[Task instructions]
Please rename "Item to find" to "Object to locate" throughout all the data below and change nothing else. Leave the pictures out of your answer.

Image box annotation data

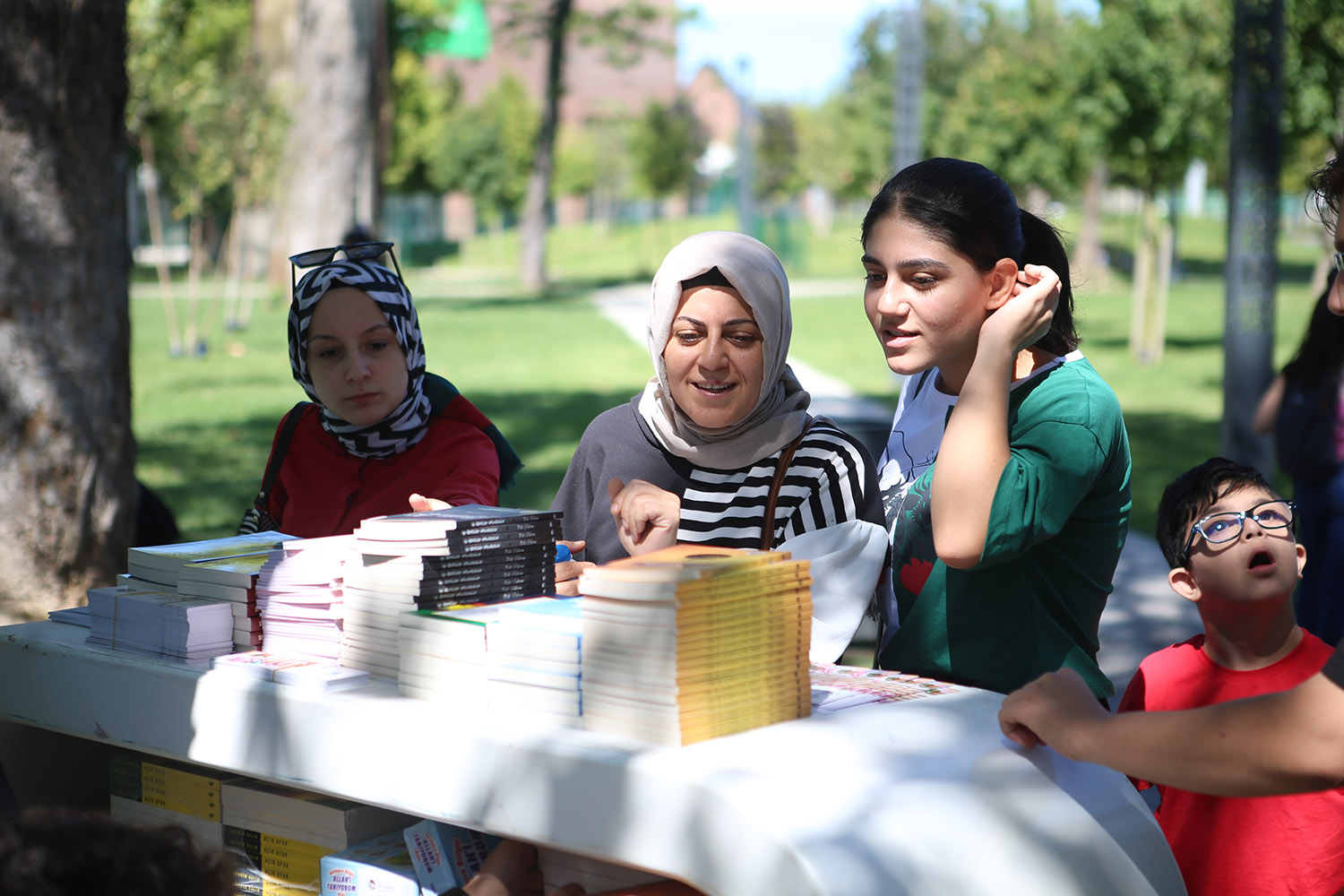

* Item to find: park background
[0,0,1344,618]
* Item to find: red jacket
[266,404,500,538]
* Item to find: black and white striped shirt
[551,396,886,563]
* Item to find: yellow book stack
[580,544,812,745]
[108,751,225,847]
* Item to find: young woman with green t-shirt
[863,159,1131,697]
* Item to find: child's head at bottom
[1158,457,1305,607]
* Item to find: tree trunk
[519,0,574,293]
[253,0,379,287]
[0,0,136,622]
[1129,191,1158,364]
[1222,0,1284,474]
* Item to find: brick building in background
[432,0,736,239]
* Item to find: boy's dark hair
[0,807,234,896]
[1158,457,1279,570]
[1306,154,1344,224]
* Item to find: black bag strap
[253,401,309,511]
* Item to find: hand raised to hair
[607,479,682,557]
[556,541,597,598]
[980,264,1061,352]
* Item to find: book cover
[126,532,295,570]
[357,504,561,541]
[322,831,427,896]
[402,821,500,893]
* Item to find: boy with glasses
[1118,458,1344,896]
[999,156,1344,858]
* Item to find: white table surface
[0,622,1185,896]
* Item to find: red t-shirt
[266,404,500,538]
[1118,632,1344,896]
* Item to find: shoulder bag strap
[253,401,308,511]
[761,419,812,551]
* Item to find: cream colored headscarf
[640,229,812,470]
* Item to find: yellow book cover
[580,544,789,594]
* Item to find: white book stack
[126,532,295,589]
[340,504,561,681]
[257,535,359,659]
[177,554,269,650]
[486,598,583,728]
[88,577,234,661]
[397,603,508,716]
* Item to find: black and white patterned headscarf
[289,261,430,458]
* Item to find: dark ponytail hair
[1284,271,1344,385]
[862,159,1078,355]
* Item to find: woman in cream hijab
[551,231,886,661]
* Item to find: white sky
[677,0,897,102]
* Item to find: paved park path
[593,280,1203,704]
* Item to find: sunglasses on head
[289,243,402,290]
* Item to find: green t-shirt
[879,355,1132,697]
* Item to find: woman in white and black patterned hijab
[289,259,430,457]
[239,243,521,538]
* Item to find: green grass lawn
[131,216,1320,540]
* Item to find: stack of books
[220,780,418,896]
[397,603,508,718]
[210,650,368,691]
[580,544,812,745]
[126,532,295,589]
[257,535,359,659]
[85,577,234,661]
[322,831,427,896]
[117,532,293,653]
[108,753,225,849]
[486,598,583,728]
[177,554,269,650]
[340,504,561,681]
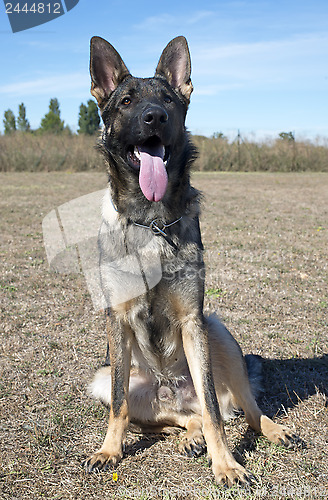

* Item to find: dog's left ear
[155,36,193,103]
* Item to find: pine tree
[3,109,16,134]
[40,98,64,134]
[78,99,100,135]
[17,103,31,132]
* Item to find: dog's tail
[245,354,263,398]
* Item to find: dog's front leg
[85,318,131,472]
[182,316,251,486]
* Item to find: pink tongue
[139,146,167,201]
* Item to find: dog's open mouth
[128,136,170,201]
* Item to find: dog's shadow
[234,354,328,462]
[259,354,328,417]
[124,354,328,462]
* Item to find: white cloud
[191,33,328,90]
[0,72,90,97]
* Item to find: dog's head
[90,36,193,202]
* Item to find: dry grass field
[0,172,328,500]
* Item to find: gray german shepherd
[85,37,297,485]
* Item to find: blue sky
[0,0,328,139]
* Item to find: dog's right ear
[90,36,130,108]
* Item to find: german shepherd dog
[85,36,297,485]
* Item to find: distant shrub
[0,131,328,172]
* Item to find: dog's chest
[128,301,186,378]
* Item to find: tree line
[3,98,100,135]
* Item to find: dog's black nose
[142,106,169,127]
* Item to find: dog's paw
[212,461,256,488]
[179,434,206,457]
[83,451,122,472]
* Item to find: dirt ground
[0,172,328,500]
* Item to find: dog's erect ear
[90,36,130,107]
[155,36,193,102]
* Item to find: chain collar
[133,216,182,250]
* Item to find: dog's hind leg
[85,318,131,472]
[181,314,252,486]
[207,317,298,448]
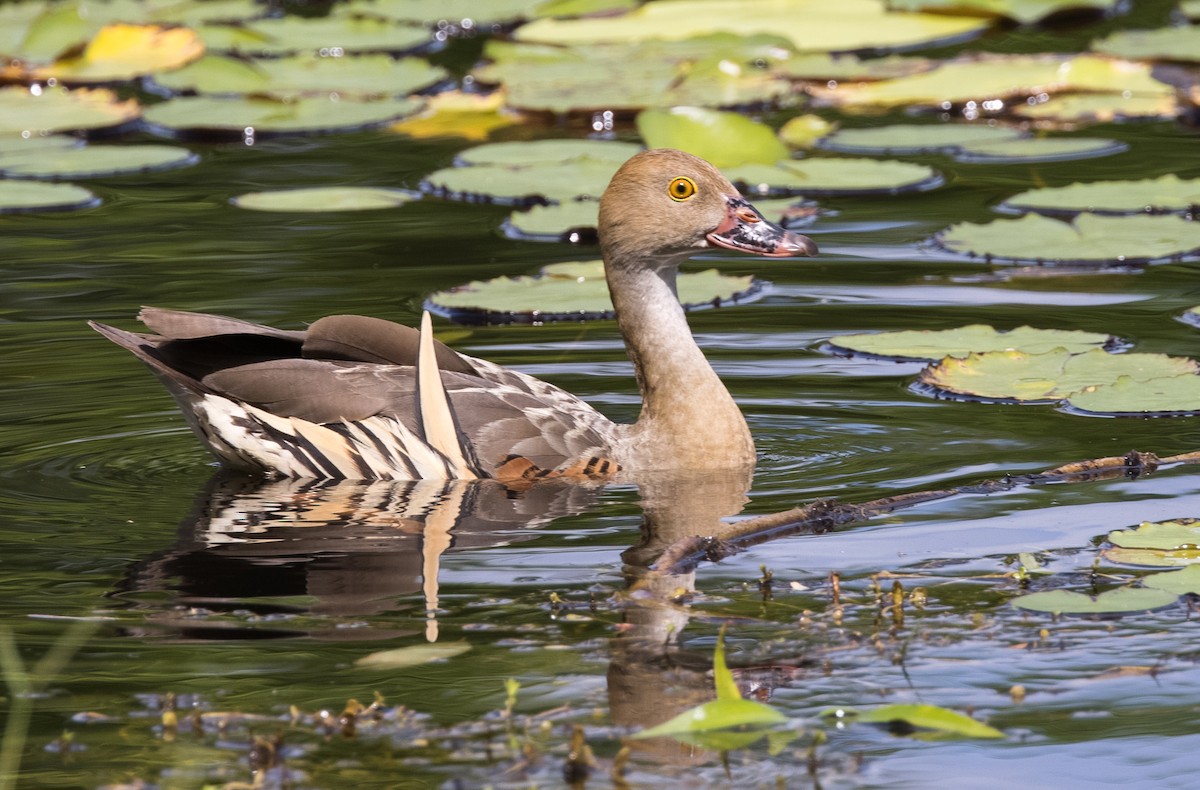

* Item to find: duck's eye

[Reply to the exercise]
* Object to locate: park background
[0,0,1344,618]
* Object to locate: red jacket
[266,404,500,538]
* Object to locate: black and white striped shirt
[551,396,886,563]
* Object to locate: yellow book stack
[580,544,812,745]
[108,751,225,847]
* Object to locate: young woman with green t-shirt
[863,159,1131,697]
* Object to locate: child's head at bottom
[1158,457,1305,607]
* Object to locate: tree trunk
[519,0,574,293]
[253,0,379,287]
[0,0,136,622]
[1129,191,1158,364]
[1222,0,1284,474]
* Object to locate: brick building in background
[432,0,736,239]
* Object to locate: boy's dark hair
[0,807,234,896]
[1158,457,1279,570]
[1306,154,1344,224]
* Object to locate: black bag strap
[253,401,309,511]
* Object to locate: hand raised to hair
[607,479,682,557]
[556,541,597,598]
[980,264,1061,352]
* Object to locate: book cover
[126,532,295,570]
[357,504,561,541]
[322,831,427,896]
[402,821,500,893]
* Object to locate: boy with glasses
[1118,458,1344,896]
[999,156,1344,858]
* Object to locate: white table surface
[0,622,1185,896]
* Object to locate: red t-shirt
[266,404,500,538]
[1118,632,1344,896]
* Object to locate: shoulder bag strap
[253,401,308,511]
[761,419,812,551]
* Object to locate: cream colored headscarf
[640,229,812,470]
* Object to locate: yellow book cover
[580,544,789,594]
* Object to locate: white book stack
[126,532,295,589]
[340,504,561,681]
[257,535,359,659]
[177,554,269,650]
[486,598,583,728]
[88,577,234,661]
[397,603,508,716]
* Object to locate: black and white patterned headscarf
[289,261,430,458]
* Object to locate: dark ponytail hair
[1284,271,1344,385]
[862,159,1078,355]
* Object to locate: woman in cream hijab
[551,231,886,661]
* Object to locate: white sky
[677,0,897,102]
* Object to locate: paved park path
[593,280,1203,704]
* Object to locate: sunglasses on head
[289,243,402,290]
* Object to locate: green t-shirt
[879,355,1132,697]
* Object to locate: woman in white and black patterned hijab
[289,259,430,457]
[239,243,521,538]
* Object to locate: green grass lawn
[131,216,1320,540]
* Object to locate: stack of books
[220,780,418,896]
[397,603,508,718]
[210,650,368,691]
[580,544,812,745]
[126,532,295,589]
[257,535,359,659]
[85,577,234,661]
[322,831,427,896]
[117,532,293,653]
[108,753,225,849]
[486,598,583,728]
[177,554,269,650]
[340,504,561,681]

* Object to locate: dog's left ear
[155,36,193,103]
* Object to locate: pine tree
[3,109,16,134]
[40,98,64,134]
[78,99,100,135]
[17,103,31,132]
* Object to locate: dog's tail
[245,354,263,398]
* Object to locate: dog's front leg
[85,318,131,472]
[182,316,251,486]
* Object to locate: pink tongue
[139,146,167,201]
* Object to locate: dog's open mouth
[128,136,170,201]
* Object to locate: dog's shadow
[234,354,328,462]
[259,354,328,417]
[124,354,328,462]
* Object to locate: white cloud
[191,33,328,90]
[0,72,90,97]
* Object to locate: dog's head
[90,36,193,202]
* Object to locate: dry grass field
[0,172,328,500]
* Object to locate: gray german shepherd
[85,37,297,485]
* Object to locate: blue sky
[0,0,328,139]
* Object to locate: dog's right ear
[90,36,130,108]
* Object to locate: german shepherd dog
[85,36,297,485]
* Object to locate: distant shrub
[0,131,328,172]
* Object to locate: dog's chest
[128,301,186,378]
* Object to locate: tree line
[3,98,100,135]
* Object to locate: dog's black nose
[142,106,169,127]
* Object to locate: dog's paw
[212,461,256,488]
[179,434,206,457]
[83,451,122,472]
* Object to locate: dirt ground
[0,172,328,500]
* Object to locate: dog's erect ear
[90,36,130,107]
[155,36,193,102]
* Object to locate: chain collar
[133,216,182,250]
* Object to locate: dog's hind leg
[85,318,131,472]
[181,314,252,486]
[207,317,298,448]

* Object to locate: duck's eye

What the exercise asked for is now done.